What the exercise asks: Repeat the entire listing exactly as written.
[START OF Records]
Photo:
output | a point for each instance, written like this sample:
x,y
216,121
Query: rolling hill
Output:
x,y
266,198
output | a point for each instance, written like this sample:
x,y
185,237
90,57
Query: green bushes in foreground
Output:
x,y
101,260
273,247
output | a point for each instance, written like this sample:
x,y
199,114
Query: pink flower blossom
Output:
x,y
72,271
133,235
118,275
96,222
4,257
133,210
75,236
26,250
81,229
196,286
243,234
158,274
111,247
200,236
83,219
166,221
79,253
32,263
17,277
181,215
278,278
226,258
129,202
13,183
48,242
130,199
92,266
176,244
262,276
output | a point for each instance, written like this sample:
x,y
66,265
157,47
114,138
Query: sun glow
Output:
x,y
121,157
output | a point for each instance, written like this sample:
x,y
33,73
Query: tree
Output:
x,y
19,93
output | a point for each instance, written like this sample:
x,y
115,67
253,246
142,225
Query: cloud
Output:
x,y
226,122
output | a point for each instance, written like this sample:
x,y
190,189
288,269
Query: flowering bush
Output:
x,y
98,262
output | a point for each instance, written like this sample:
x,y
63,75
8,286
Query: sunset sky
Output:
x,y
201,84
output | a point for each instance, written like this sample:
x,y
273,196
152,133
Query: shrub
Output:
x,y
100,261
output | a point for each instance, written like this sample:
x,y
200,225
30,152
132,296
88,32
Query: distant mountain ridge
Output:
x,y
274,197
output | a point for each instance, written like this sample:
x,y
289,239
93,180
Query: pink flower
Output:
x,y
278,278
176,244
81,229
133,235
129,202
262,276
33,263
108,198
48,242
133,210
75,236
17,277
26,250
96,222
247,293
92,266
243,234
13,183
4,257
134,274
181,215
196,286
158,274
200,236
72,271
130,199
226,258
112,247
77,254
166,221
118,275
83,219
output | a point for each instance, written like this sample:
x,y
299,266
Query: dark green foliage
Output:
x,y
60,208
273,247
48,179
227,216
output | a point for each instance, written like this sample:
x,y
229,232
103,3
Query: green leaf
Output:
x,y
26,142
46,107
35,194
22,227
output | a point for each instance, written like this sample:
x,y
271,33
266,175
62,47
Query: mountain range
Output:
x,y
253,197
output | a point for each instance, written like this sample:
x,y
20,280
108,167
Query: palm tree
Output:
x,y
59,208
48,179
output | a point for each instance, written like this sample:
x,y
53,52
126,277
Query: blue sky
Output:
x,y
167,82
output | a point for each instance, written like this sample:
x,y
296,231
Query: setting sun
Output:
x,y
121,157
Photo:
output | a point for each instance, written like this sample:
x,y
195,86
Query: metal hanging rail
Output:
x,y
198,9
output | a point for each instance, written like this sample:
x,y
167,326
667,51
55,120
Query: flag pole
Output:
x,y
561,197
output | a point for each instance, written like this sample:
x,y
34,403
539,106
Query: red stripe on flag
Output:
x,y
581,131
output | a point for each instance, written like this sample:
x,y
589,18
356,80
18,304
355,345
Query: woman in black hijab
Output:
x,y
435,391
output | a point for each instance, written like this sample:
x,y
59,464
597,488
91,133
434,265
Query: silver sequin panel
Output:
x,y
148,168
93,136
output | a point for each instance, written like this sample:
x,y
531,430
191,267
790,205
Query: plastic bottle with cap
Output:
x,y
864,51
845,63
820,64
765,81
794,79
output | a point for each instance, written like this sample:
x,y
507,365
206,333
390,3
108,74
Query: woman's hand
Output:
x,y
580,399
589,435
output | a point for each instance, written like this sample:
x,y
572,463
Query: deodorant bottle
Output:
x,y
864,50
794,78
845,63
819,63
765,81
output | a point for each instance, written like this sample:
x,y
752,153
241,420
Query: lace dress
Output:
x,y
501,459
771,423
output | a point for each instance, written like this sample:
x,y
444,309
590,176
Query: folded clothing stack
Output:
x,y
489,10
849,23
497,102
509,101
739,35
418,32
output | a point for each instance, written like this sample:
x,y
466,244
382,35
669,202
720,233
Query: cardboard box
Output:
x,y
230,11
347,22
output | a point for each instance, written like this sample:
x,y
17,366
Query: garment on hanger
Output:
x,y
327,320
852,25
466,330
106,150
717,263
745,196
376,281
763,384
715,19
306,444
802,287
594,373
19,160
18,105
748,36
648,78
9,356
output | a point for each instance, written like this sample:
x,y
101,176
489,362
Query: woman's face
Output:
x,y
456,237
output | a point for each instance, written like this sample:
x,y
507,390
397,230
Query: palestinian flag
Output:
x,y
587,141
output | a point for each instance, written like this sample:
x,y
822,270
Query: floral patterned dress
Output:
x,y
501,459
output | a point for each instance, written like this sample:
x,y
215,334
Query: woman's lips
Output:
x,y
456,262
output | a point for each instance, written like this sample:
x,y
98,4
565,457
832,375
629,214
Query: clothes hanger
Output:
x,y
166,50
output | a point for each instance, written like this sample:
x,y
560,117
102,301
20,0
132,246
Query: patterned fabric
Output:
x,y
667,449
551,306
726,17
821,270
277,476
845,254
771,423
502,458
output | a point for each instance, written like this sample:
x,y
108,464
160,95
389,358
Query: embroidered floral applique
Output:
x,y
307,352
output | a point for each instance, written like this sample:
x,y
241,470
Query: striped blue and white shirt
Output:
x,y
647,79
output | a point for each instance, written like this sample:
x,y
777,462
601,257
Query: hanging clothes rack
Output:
[END OF Records]
Expected answer:
Photo:
output | a point for each instance, written like this sample:
x,y
216,121
Query: rolling hill
Output:
x,y
266,198
output | a point for each instance, written like this sample:
x,y
185,237
90,57
Query: green bushes in foreground
Output:
x,y
101,260
273,247
output | a point for each instance, written like this sample:
x,y
199,114
Query: pink flower blossom
Output:
x,y
72,271
133,235
118,275
96,222
4,257
133,210
75,236
26,250
81,229
196,286
243,234
158,274
111,247
200,236
83,219
166,221
79,253
32,263
17,277
181,215
278,278
226,258
129,202
13,183
48,242
130,199
92,266
176,244
262,276
output | a point for each instance, written like this sample:
x,y
66,265
157,47
114,138
Query: sun glow
Output:
x,y
121,157
output | a point for each instance, written like this sample:
x,y
33,73
Query: tree
Output:
x,y
19,93
output | a point for each instance, written like this sample:
x,y
115,67
253,246
142,225
Query: cloud
Output:
x,y
226,122
output | a point for each instance, written like this sample:
x,y
190,189
288,269
Query: flowering bush
Output:
x,y
98,262
output | a point for each instance, written like this sample:
x,y
63,75
8,286
Query: sunset sky
Output:
x,y
201,84
output | a point for each instance, written like this sample:
x,y
273,196
152,133
Query: shrub
Output:
x,y
100,261
output | a point for each instance, written like this sample:
x,y
200,225
30,152
132,296
88,32
Query: distant mountain ridge
Output:
x,y
274,197
output | a point for each instance, written like this sample:
x,y
289,239
93,180
Query: pink flower
Output:
x,y
278,278
176,244
81,229
133,235
129,202
262,276
33,263
108,198
48,242
133,210
75,236
17,277
26,250
96,222
247,293
92,266
243,234
13,183
4,257
134,274
181,215
196,286
158,274
200,236
72,271
130,199
226,258
112,247
77,254
166,221
118,275
83,219
output | a point for each instance, written like this sample:
x,y
299,266
Query: dark green foliage
Output:
x,y
60,208
273,247
48,179
227,216
output | a point for each instance, written like this sample:
x,y
229,232
103,3
Query: green leaf
Output:
x,y
26,142
46,107
35,194
22,227
output | a point for each instance, written like this sample:
x,y
271,33
266,175
62,47
Query: mountain range
Output:
x,y
253,197
output | a point for each instance, written like this sample:
x,y
20,280
108,167
Query: palm tree
Output:
x,y
59,208
48,179
output | a point for each instance, written like this sample:
x,y
53,52
126,277
Query: blue sky
Output:
x,y
167,82
output | a point for each instance, written like this sample:
x,y
296,231
Query: setting sun
Output:
x,y
121,157
Photo:
output | a point for each instance, written like this sample:
x,y
195,86
Query: metal hanging rail
Output:
x,y
198,9
output | a point for each instance, written like this sample:
x,y
167,326
667,51
55,120
Query: flag pole
Output:
x,y
561,197
output | a point for each instance, written like this sample:
x,y
34,403
539,106
Query: red stripe on flag
Output:
x,y
581,131
output | a point for each instance, written like this sample:
x,y
589,18
356,80
18,304
355,345
Query: woman in black hijab
Output:
x,y
435,391
output | a point for each instance, written like this sample:
x,y
59,464
597,488
91,133
434,265
Query: silver sequin panel
Output:
x,y
148,168
93,136
output | a point for each instance, written like this sample:
x,y
531,430
191,267
790,205
Query: plastic bottle with cap
Output:
x,y
864,51
845,63
820,64
765,81
794,79
output | a point for each instance, written like this sample:
x,y
507,365
206,333
390,3
108,74
Query: woman's hand
Output:
x,y
580,399
589,435
output | a point for each instance, written like this sample:
x,y
572,463
Query: deodorant bottle
Output:
x,y
864,50
794,78
845,63
819,63
765,81
output | a point for each instance, written like this sample:
x,y
752,153
241,420
Query: lace dress
Output:
x,y
501,459
771,423
output | a point for each instance, written like this sample:
x,y
444,309
590,176
Query: folded clothing stack
Output:
x,y
489,10
849,23
497,102
509,101
739,35
418,32
output | a point for each instance, written like this sample:
x,y
466,244
382,35
669,202
720,233
Query: cardboard box
Output:
x,y
230,11
347,22
output | a point for each instance, written like this sample:
x,y
17,366
Query: garment on hanger
Output:
x,y
327,320
852,25
466,330
106,150
717,263
745,196
376,281
763,384
715,19
306,444
802,287
594,373
19,160
18,105
748,36
648,78
9,356
output | a point for each instance, written like this sample:
x,y
101,176
489,362
Query: woman's face
Output:
x,y
456,237
output | a point for each instance, written like this sample:
x,y
507,390
397,230
Query: palestinian flag
Output:
x,y
587,141
output | a point for each instance, written like this sample:
x,y
822,270
Query: floral patterned dress
Output:
x,y
501,459
output | a point for each instance, written like this sample:
x,y
215,334
Query: woman's lips
Output:
x,y
456,262
output | a point for each instance, written like this sample:
x,y
98,4
565,457
832,375
629,214
Query: clothes hanger
Output:
x,y
166,50
output | a point for each instance, written like this sample:
x,y
560,117
102,301
20,0
132,246
Query: patterned fabric
Output:
x,y
667,449
551,306
726,17
821,270
277,476
845,254
771,423
502,458
output | a point for each instance, written like this sample:
x,y
108,464
160,95
389,358
Query: embroidered floral applique
Output:
x,y
307,352
output | a point for each instance, written like this sample:
x,y
241,470
Query: striped blue and white shirt
Output:
x,y
647,79
output | a point for each instance, written like this sample:
x,y
777,462
601,257
Query: hanging clothes rack
Output:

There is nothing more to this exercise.